Description of the task: Restate word for word the lines of the records below, starting at the line that contains "Target = green vegetation" and ending at the line that contains "Target = red tile roof", with both of those lines included and nothing else.
##### Input for this task #####
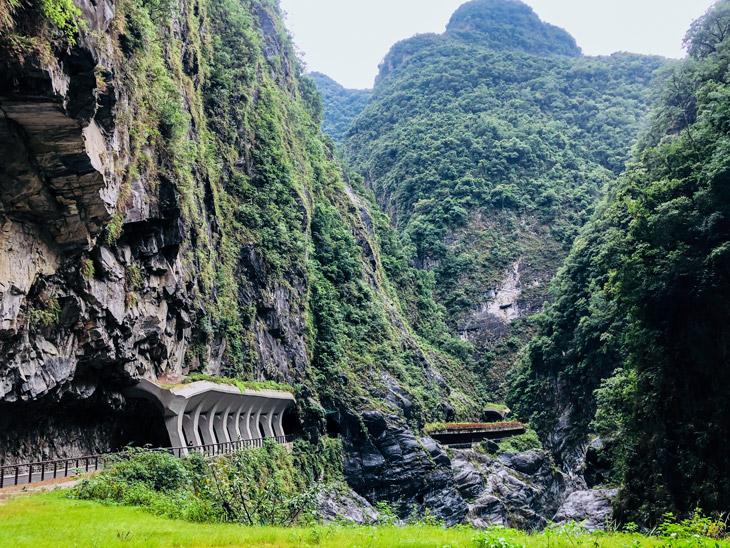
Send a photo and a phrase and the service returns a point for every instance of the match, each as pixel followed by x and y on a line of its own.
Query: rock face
pixel 340 504
pixel 522 490
pixel 592 508
pixel 150 230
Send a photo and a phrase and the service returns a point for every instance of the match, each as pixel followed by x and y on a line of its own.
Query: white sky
pixel 347 39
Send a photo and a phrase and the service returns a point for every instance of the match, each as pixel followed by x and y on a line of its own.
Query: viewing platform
pixel 468 433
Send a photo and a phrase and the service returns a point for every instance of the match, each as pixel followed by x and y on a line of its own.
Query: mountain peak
pixel 509 24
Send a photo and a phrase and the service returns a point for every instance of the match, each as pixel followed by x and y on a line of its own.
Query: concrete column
pixel 191 432
pixel 269 409
pixel 255 418
pixel 246 418
pixel 278 419
pixel 219 416
pixel 173 424
pixel 234 428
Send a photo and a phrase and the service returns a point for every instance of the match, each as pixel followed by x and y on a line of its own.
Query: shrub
pixel 696 525
pixel 64 15
pixel 46 315
pixel 87 268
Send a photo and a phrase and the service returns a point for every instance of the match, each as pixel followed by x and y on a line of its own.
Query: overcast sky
pixel 347 39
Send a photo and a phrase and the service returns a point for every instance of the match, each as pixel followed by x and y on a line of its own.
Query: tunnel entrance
pixel 142 425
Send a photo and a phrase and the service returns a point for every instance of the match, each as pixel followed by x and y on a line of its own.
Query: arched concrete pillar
pixel 234 423
pixel 202 420
pixel 278 418
pixel 255 419
pixel 247 419
pixel 269 407
pixel 191 433
pixel 173 424
pixel 207 413
pixel 219 417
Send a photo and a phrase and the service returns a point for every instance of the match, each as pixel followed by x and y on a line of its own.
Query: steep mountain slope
pixel 169 206
pixel 341 105
pixel 634 346
pixel 488 146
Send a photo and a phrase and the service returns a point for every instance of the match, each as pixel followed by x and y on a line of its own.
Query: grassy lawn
pixel 52 519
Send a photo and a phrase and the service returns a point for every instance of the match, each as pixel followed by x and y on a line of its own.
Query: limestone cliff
pixel 169 206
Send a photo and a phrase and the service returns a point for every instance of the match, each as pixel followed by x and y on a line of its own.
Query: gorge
pixel 501 220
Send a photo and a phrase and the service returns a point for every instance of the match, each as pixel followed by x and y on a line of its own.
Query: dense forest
pixel 501 220
pixel 488 146
pixel 634 345
pixel 341 105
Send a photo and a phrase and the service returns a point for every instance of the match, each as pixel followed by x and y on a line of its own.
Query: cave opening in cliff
pixel 142 425
pixel 290 422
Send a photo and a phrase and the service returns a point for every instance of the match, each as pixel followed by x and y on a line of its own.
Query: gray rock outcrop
pixel 590 508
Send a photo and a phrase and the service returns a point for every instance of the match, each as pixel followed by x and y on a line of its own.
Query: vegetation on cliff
pixel 634 344
pixel 488 147
pixel 341 105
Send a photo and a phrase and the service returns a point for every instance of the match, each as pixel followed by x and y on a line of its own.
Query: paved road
pixel 23 476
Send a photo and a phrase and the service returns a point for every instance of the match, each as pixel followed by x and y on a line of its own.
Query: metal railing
pixel 33 472
pixel 26 473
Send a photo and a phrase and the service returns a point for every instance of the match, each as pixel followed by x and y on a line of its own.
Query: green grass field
pixel 53 519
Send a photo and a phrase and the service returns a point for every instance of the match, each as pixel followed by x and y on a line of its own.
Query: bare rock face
pixel 591 508
pixel 522 490
pixel 339 503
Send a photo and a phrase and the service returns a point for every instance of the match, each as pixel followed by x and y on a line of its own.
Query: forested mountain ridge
pixel 341 105
pixel 633 347
pixel 488 147
pixel 170 206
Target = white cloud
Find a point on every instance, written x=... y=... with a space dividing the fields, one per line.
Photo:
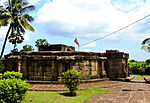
x=94 y=18
x=90 y=45
x=33 y=2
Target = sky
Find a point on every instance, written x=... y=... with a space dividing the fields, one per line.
x=61 y=21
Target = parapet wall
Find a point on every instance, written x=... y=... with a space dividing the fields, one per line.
x=49 y=65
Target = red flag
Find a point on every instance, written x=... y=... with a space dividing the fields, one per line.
x=76 y=41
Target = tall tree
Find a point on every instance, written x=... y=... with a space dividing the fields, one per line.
x=146 y=44
x=15 y=38
x=15 y=14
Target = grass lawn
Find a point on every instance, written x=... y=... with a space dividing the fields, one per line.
x=55 y=97
x=139 y=76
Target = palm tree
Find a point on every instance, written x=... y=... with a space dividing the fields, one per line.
x=146 y=44
x=14 y=14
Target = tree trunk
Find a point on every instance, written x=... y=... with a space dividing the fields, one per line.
x=2 y=52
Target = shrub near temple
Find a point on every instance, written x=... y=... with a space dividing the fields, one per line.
x=12 y=88
x=12 y=75
x=72 y=80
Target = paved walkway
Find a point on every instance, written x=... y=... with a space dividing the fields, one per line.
x=130 y=92
x=136 y=91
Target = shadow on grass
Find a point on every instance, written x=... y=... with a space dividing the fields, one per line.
x=68 y=94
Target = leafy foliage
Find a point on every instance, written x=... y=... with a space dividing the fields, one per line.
x=27 y=48
x=72 y=80
x=140 y=67
x=12 y=75
x=16 y=38
x=39 y=42
x=12 y=90
x=1 y=66
x=14 y=14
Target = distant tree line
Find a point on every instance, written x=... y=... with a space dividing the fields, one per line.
x=140 y=67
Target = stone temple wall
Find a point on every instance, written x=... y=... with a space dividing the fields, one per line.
x=49 y=65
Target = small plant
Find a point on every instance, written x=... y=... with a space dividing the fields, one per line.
x=1 y=76
x=1 y=62
x=12 y=75
x=12 y=90
x=72 y=80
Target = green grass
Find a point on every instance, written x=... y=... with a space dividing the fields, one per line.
x=139 y=76
x=55 y=97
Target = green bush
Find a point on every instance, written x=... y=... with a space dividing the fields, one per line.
x=12 y=75
x=12 y=90
x=1 y=66
x=72 y=80
x=1 y=76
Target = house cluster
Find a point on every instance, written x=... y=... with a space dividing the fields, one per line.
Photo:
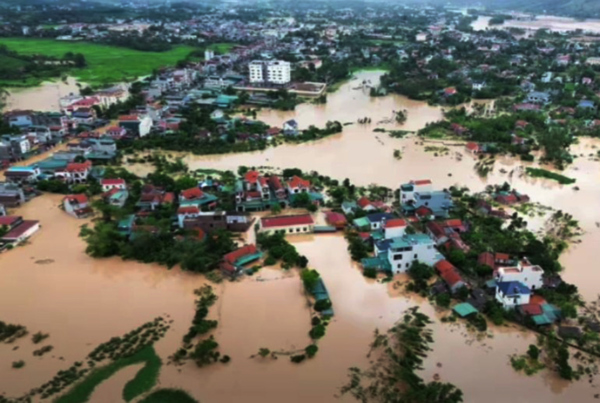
x=14 y=230
x=256 y=192
x=72 y=166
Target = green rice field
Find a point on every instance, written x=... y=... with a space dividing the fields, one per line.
x=105 y=64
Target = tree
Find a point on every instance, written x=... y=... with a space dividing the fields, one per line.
x=533 y=352
x=185 y=182
x=205 y=352
x=311 y=350
x=310 y=278
x=275 y=208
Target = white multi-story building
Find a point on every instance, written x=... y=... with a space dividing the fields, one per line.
x=524 y=272
x=273 y=72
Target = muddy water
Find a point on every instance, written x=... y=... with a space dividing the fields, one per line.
x=50 y=285
x=551 y=23
x=42 y=98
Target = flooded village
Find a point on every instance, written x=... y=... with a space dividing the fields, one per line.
x=112 y=219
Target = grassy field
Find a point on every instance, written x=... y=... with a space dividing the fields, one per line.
x=106 y=64
x=144 y=380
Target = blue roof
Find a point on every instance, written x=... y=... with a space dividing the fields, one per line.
x=513 y=288
x=378 y=217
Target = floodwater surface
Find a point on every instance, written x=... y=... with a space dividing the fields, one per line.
x=51 y=285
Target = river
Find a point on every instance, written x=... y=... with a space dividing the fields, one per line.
x=50 y=285
x=44 y=97
x=551 y=23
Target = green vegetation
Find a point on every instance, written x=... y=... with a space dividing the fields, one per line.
x=105 y=64
x=145 y=379
x=38 y=337
x=10 y=332
x=280 y=249
x=83 y=391
x=394 y=377
x=168 y=396
x=543 y=173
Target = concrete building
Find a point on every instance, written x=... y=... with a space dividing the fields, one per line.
x=272 y=72
x=512 y=294
x=403 y=251
x=293 y=224
x=524 y=272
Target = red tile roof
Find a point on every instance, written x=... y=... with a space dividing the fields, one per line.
x=334 y=218
x=451 y=277
x=232 y=257
x=129 y=118
x=251 y=176
x=423 y=211
x=285 y=221
x=297 y=181
x=395 y=223
x=79 y=198
x=363 y=202
x=444 y=265
x=191 y=194
x=112 y=182
x=79 y=166
x=9 y=220
x=275 y=182
x=532 y=309
x=486 y=259
x=188 y=210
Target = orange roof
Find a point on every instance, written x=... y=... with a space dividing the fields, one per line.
x=444 y=265
x=363 y=202
x=297 y=181
x=193 y=193
x=188 y=210
x=79 y=198
x=251 y=176
x=232 y=257
x=395 y=223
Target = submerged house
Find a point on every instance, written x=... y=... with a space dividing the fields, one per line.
x=233 y=262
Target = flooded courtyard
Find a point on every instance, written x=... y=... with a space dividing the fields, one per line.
x=51 y=285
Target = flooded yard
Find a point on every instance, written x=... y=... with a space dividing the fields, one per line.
x=51 y=285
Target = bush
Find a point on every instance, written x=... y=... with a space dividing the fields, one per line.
x=533 y=352
x=322 y=305
x=311 y=350
x=297 y=359
x=370 y=273
x=443 y=300
x=317 y=332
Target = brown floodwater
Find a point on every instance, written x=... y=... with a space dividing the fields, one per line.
x=50 y=285
x=551 y=23
x=44 y=97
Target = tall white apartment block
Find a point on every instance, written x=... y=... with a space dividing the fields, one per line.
x=256 y=72
x=274 y=72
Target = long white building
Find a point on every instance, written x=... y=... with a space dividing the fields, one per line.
x=273 y=72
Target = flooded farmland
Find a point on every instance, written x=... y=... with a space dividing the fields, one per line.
x=44 y=97
x=51 y=285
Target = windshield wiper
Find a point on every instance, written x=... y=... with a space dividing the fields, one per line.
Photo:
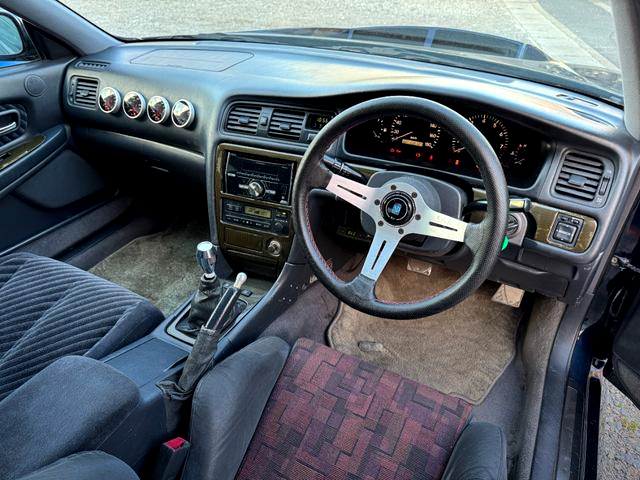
x=217 y=36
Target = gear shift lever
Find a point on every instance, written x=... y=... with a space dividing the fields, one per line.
x=206 y=258
x=210 y=291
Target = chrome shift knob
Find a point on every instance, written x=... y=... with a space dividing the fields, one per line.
x=206 y=257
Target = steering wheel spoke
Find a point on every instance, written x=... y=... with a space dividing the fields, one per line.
x=439 y=225
x=359 y=195
x=382 y=247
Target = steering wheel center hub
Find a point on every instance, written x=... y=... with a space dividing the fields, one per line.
x=397 y=208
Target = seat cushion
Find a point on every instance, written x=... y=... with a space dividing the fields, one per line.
x=332 y=415
x=85 y=466
x=49 y=309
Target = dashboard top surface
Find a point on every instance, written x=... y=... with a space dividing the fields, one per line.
x=550 y=121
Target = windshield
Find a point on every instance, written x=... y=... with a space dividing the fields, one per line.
x=570 y=43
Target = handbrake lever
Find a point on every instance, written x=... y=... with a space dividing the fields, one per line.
x=221 y=315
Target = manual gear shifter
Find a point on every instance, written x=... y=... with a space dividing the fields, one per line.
x=210 y=290
x=206 y=257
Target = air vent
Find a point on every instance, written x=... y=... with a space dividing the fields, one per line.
x=580 y=177
x=286 y=124
x=244 y=118
x=84 y=91
x=90 y=65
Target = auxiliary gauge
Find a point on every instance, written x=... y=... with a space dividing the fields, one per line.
x=133 y=104
x=158 y=109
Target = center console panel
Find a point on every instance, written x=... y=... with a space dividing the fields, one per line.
x=253 y=190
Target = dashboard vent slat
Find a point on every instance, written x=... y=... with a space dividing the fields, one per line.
x=579 y=176
x=244 y=118
x=84 y=92
x=92 y=65
x=286 y=124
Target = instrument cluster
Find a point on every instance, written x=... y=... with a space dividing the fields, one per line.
x=406 y=139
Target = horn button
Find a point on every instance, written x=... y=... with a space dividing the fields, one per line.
x=397 y=208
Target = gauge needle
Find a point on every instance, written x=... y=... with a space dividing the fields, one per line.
x=401 y=136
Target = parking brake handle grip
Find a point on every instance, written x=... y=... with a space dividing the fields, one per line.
x=221 y=314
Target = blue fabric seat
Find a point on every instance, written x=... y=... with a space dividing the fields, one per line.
x=49 y=309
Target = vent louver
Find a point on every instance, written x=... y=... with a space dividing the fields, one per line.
x=91 y=65
x=84 y=92
x=244 y=118
x=286 y=124
x=579 y=176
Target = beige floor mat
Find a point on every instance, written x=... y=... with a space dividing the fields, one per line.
x=461 y=351
x=161 y=267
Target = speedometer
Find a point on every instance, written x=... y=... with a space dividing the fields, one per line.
x=413 y=132
x=494 y=131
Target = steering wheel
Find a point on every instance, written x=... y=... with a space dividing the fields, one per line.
x=398 y=209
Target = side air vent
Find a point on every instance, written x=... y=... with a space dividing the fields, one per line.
x=286 y=124
x=581 y=177
x=90 y=65
x=244 y=118
x=84 y=91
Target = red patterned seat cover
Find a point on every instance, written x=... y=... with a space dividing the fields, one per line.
x=334 y=416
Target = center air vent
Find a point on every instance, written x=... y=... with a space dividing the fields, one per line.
x=84 y=92
x=582 y=177
x=244 y=118
x=286 y=124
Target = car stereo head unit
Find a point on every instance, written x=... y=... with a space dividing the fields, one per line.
x=259 y=178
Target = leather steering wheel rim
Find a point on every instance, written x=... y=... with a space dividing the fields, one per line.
x=484 y=239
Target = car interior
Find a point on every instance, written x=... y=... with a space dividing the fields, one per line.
x=250 y=259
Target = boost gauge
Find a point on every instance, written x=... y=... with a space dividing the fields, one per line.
x=158 y=109
x=183 y=113
x=109 y=100
x=133 y=104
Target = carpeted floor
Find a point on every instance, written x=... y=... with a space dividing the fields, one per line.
x=161 y=267
x=461 y=351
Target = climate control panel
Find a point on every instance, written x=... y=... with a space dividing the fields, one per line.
x=272 y=220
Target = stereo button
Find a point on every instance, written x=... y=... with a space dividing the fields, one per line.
x=256 y=189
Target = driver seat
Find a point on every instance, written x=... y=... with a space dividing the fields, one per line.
x=315 y=413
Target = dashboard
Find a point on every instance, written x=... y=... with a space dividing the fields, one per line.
x=405 y=139
x=237 y=119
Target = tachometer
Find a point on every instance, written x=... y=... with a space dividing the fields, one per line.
x=493 y=129
x=413 y=132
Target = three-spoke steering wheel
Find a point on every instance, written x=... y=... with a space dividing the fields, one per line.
x=398 y=209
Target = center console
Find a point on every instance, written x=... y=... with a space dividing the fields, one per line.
x=253 y=190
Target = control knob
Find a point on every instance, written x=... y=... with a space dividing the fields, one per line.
x=274 y=248
x=255 y=189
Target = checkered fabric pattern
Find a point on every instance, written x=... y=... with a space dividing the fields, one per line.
x=334 y=416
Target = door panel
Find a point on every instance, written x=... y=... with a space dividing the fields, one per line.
x=619 y=339
x=44 y=184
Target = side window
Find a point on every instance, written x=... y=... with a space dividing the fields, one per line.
x=15 y=45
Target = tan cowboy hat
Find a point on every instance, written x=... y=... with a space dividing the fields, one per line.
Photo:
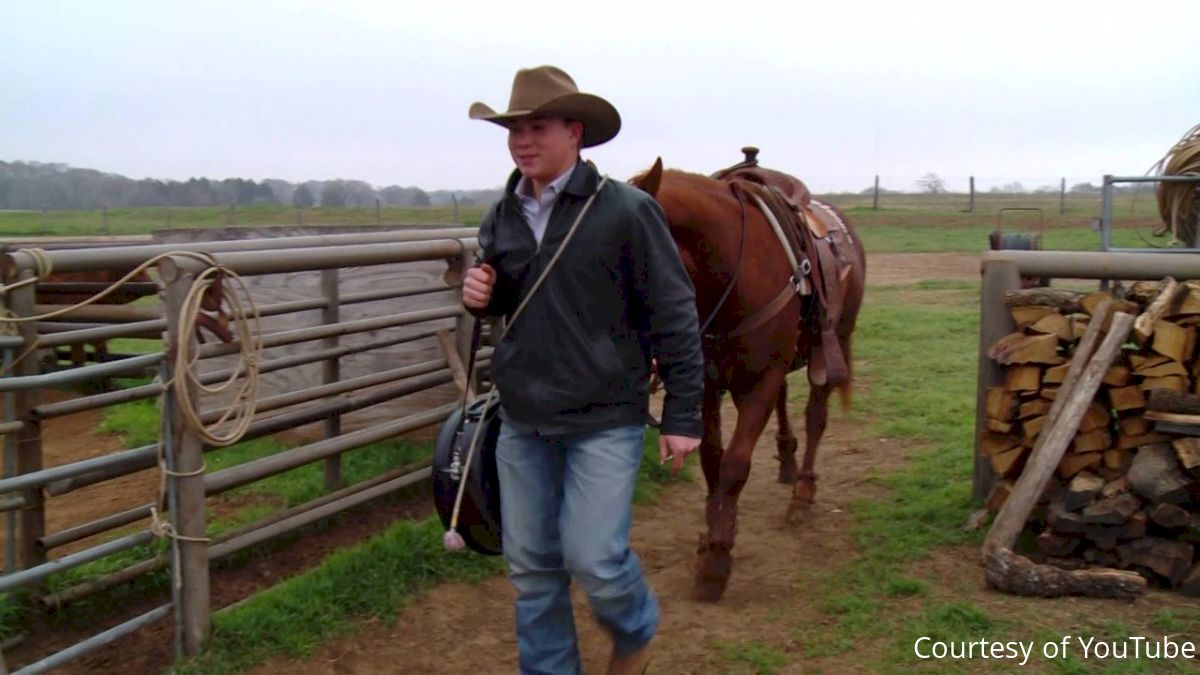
#####
Response area:
Target = green vegetation
Find a point on every instance, written x=... y=... with a space dividing the fields, one per line.
x=105 y=64
x=145 y=379
x=38 y=337
x=10 y=332
x=280 y=249
x=83 y=391
x=394 y=377
x=168 y=396
x=543 y=173
Target = concrete building
Find a point on every instance, written x=... y=... with a space dividing the fields, one per line.
x=272 y=72
x=512 y=294
x=403 y=251
x=293 y=224
x=524 y=272
Target = red tile roof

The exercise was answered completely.